__Objective__. Identify every line in the items below that contains the word "wall", and copy each of those lines in full.

## start

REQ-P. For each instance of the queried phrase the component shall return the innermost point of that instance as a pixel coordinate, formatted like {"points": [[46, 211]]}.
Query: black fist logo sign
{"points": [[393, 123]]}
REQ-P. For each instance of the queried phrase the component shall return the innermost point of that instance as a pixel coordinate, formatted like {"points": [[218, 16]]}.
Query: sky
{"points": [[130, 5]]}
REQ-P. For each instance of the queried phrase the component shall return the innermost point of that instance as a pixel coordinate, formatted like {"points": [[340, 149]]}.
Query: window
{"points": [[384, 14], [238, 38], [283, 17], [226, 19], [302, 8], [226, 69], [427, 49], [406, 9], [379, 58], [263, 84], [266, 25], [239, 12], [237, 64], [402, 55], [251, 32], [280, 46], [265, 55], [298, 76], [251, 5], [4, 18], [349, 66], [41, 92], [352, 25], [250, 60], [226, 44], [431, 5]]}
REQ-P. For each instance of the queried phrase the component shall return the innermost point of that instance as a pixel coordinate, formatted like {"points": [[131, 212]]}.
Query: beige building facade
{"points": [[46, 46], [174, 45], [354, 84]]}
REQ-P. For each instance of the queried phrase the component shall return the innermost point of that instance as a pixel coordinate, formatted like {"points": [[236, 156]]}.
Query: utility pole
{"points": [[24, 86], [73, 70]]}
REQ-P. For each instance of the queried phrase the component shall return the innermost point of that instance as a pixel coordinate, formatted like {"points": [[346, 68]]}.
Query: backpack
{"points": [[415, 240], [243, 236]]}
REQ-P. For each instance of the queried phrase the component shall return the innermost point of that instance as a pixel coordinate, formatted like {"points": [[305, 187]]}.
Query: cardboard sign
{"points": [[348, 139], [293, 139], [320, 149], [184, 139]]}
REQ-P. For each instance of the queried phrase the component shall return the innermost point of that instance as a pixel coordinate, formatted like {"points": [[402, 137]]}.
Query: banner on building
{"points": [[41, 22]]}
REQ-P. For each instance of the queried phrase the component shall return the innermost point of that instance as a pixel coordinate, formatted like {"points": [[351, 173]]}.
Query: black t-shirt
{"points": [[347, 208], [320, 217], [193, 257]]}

## end
## start

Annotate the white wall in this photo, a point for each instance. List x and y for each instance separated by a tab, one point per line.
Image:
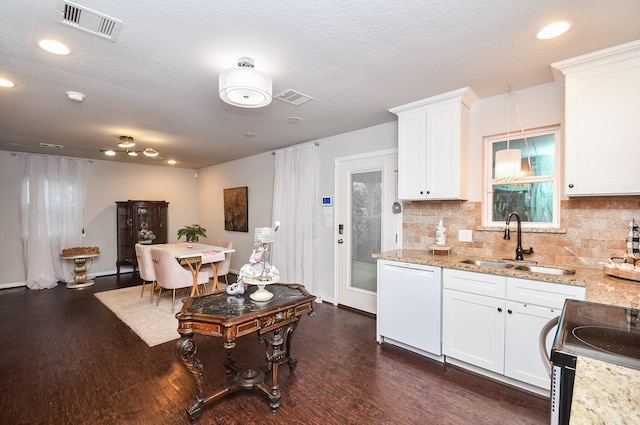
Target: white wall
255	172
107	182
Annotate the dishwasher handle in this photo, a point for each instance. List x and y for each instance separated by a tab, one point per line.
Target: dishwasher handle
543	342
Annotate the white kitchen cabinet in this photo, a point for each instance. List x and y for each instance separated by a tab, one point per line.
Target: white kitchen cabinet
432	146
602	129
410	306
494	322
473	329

## end

__Task result__.
Annotate the white wall in this photo, a point for each instance. List x and y for each instance separated by a tab, one point per line.
Target: white wall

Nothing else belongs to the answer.